Records from a point labeling set:

— START —

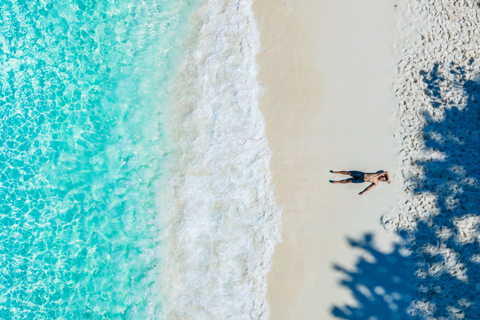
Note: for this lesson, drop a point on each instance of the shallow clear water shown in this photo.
(82, 89)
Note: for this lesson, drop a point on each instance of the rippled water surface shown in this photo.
(82, 87)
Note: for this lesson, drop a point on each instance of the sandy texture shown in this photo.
(327, 68)
(437, 87)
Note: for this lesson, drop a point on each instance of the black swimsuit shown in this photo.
(357, 176)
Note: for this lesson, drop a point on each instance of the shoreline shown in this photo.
(327, 71)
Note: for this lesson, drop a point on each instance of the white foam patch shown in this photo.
(220, 219)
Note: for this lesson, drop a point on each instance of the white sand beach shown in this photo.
(327, 68)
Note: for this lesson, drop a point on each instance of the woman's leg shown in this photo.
(341, 172)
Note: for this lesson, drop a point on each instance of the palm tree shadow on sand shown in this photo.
(441, 278)
(378, 283)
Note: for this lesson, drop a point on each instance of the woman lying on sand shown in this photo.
(359, 177)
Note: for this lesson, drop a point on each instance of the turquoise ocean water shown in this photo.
(83, 85)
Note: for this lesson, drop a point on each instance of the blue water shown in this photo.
(83, 86)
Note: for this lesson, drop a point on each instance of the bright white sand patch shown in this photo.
(327, 68)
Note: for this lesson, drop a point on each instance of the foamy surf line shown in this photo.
(218, 209)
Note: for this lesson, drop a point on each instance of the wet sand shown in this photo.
(327, 69)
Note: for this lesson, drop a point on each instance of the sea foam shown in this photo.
(220, 220)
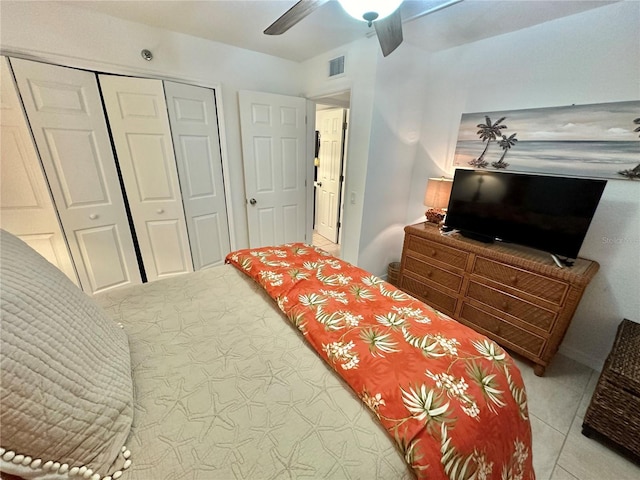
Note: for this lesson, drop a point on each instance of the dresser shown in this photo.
(514, 295)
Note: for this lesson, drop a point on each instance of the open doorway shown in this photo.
(332, 114)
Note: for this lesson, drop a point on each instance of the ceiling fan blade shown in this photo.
(293, 16)
(389, 32)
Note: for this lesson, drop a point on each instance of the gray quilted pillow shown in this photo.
(66, 395)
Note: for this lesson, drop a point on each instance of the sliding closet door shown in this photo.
(138, 119)
(25, 201)
(65, 113)
(194, 127)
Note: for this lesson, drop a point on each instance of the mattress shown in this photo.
(225, 388)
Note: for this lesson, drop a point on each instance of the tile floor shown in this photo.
(557, 404)
(326, 245)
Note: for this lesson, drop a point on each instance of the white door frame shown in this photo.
(120, 69)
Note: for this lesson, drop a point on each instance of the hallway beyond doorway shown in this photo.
(328, 246)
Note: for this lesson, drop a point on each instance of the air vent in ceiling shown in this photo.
(336, 66)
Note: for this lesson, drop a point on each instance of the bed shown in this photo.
(257, 369)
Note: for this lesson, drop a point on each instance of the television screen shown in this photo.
(547, 213)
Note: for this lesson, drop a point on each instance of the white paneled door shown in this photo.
(65, 112)
(27, 210)
(275, 165)
(194, 128)
(137, 114)
(330, 125)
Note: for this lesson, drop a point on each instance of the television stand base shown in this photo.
(477, 236)
(561, 262)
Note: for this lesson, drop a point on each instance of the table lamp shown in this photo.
(436, 198)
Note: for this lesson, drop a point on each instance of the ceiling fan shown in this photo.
(384, 15)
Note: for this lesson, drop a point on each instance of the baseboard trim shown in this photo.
(581, 357)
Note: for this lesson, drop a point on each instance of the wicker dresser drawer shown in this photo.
(540, 286)
(450, 256)
(433, 273)
(510, 335)
(428, 294)
(527, 312)
(514, 295)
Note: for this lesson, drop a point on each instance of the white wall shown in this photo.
(359, 78)
(590, 57)
(80, 38)
(395, 134)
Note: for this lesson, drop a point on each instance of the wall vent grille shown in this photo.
(336, 66)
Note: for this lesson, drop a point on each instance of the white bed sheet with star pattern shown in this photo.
(226, 388)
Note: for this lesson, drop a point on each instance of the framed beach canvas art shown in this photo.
(598, 140)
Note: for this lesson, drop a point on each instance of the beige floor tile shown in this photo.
(555, 397)
(587, 459)
(560, 473)
(547, 444)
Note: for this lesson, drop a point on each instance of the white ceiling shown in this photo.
(241, 22)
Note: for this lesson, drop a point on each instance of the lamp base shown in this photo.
(435, 215)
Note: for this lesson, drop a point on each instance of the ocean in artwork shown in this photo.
(601, 159)
(595, 140)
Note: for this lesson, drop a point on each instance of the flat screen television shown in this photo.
(547, 213)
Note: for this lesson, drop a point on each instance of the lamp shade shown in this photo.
(438, 192)
(358, 8)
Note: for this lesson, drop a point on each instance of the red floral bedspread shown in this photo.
(452, 399)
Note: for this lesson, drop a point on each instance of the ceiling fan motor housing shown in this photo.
(369, 17)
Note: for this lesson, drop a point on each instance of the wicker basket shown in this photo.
(393, 272)
(614, 411)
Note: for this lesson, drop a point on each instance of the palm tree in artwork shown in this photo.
(506, 143)
(634, 172)
(488, 133)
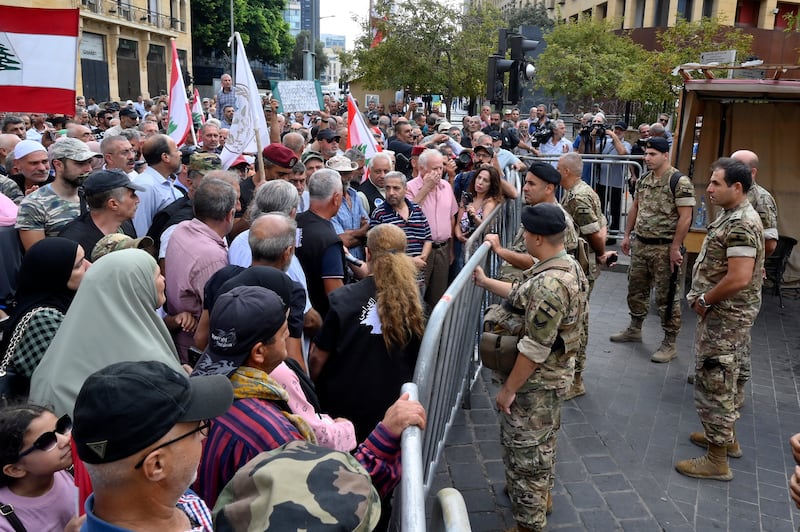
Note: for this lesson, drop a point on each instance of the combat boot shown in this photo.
(666, 352)
(577, 388)
(734, 450)
(632, 334)
(714, 465)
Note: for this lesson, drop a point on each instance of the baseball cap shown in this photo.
(543, 219)
(545, 172)
(311, 154)
(26, 147)
(340, 163)
(126, 407)
(103, 180)
(204, 162)
(657, 143)
(118, 241)
(74, 149)
(327, 134)
(323, 485)
(233, 330)
(280, 155)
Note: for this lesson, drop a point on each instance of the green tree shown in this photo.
(265, 34)
(295, 66)
(530, 15)
(652, 79)
(585, 60)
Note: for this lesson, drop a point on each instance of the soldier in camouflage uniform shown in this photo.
(726, 294)
(660, 219)
(553, 295)
(49, 209)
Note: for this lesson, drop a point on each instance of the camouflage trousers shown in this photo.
(580, 357)
(650, 267)
(528, 436)
(720, 342)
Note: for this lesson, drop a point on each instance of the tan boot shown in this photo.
(714, 465)
(734, 450)
(666, 352)
(632, 334)
(577, 388)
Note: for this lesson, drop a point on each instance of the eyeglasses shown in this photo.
(49, 440)
(202, 429)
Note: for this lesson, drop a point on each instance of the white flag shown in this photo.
(249, 115)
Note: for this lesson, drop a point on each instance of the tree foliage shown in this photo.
(295, 66)
(585, 60)
(265, 34)
(683, 43)
(530, 15)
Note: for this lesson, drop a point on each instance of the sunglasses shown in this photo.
(202, 429)
(49, 440)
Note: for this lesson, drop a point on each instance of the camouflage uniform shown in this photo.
(554, 300)
(44, 210)
(724, 334)
(583, 205)
(657, 219)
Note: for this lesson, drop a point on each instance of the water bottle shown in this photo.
(700, 220)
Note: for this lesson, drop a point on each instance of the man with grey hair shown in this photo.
(371, 192)
(319, 248)
(196, 250)
(435, 196)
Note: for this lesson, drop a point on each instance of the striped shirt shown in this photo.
(416, 227)
(252, 426)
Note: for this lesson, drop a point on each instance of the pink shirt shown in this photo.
(439, 207)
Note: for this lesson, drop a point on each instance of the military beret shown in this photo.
(543, 219)
(545, 172)
(658, 143)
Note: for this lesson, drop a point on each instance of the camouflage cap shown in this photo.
(204, 162)
(118, 241)
(313, 485)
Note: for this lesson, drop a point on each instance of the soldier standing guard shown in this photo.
(553, 295)
(660, 216)
(726, 294)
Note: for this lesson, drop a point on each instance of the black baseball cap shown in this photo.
(126, 407)
(240, 319)
(103, 180)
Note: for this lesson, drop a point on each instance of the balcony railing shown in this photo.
(137, 15)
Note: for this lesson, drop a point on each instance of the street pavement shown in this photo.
(618, 444)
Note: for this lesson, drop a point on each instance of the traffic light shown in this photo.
(521, 70)
(495, 81)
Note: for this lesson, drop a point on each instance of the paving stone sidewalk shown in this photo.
(618, 444)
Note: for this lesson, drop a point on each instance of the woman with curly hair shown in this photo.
(368, 344)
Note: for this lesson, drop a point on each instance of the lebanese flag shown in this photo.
(38, 59)
(359, 135)
(180, 115)
(197, 109)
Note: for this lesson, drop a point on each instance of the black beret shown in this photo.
(658, 143)
(545, 172)
(543, 219)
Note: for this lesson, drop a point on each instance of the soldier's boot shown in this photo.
(576, 390)
(632, 334)
(713, 465)
(667, 351)
(734, 450)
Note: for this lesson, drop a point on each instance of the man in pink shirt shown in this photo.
(196, 250)
(435, 196)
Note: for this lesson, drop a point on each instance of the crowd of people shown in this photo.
(154, 300)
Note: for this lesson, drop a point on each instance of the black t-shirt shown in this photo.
(84, 231)
(360, 379)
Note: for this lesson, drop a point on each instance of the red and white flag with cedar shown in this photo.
(38, 59)
(180, 115)
(198, 116)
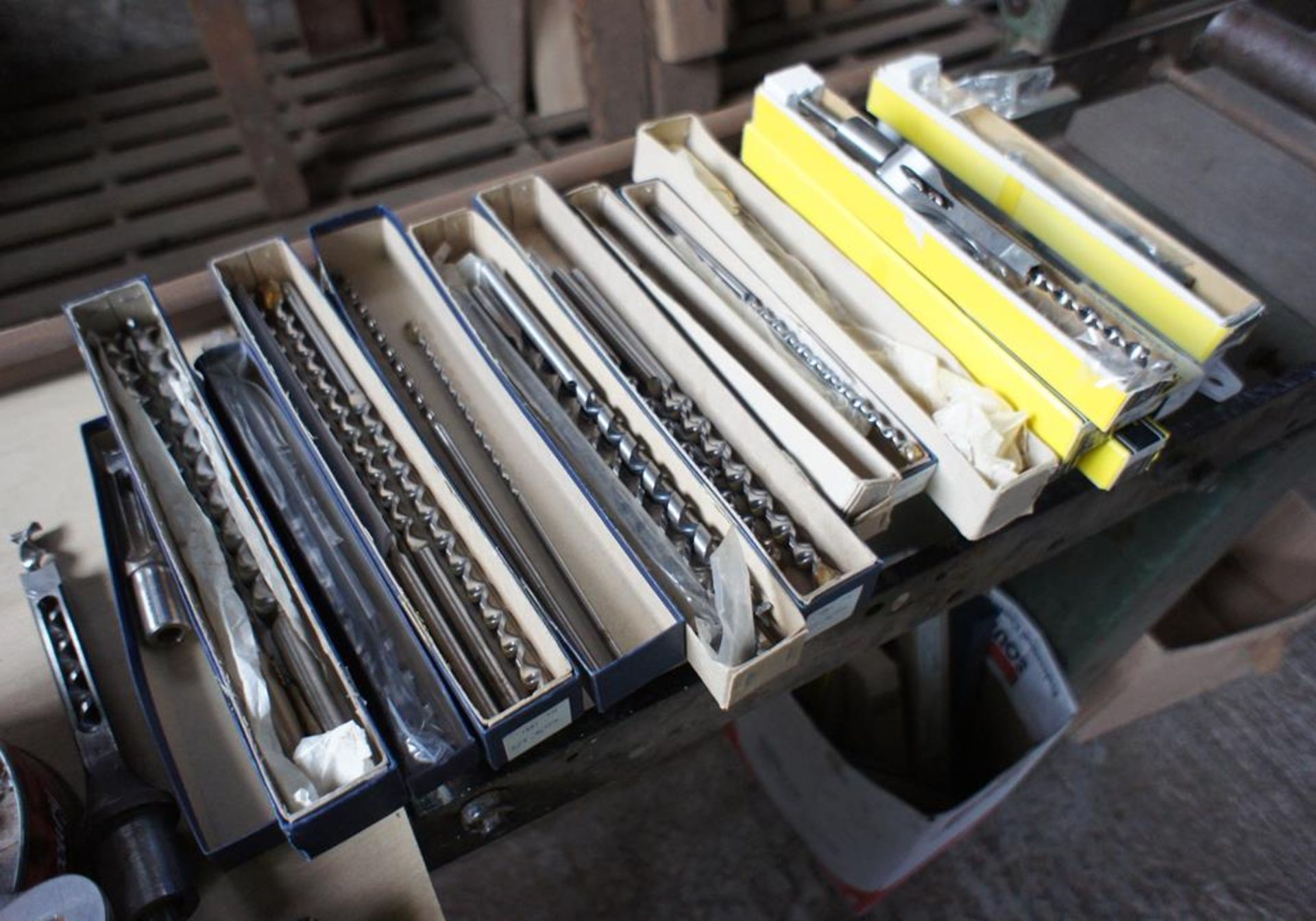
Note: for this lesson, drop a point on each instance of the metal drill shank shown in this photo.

— END —

Set down exactly and only the lines from the line that contains "sidewalk shown in this photo." through the last line of the entries above, with both of those lines included and the pictures left out.

Note: for this lesson, drop a point on each instance of the paving stone sidewalk shown in this photo.
(618, 444)
Note: for this lesson, drop a point on each instance of the woman with curly hair shown in this photo.
(368, 344)
Note: for this lesson, drop a point on each instance of the lebanese flag shown in this photo.
(38, 59)
(359, 135)
(180, 115)
(197, 109)
Note: for this lesson, drop a point on each instance of the black beret shown in this photo.
(658, 143)
(545, 172)
(543, 219)
Note: for this lesson, drop a point on each instance of the soldier's boot shown in this photo.
(576, 390)
(632, 334)
(713, 465)
(667, 351)
(734, 450)
Note: for this lesson, drop a point on each instance of the man in pink shirt shown in this photo.
(196, 250)
(435, 196)
Note: for this lesson, drop a point on each instance of the crowd of people shown in this photo.
(154, 300)
Note: for this lesson, drop a point on each instance of the black t-shirt shown in this photo.
(84, 231)
(360, 379)
Note: for this lesson, drop a point on each instance of the red and white flag with cedar shown in this photo.
(38, 59)
(180, 115)
(198, 116)
Note: for this lesson, drop a point on each instance of the metal drill shank shown in this photo.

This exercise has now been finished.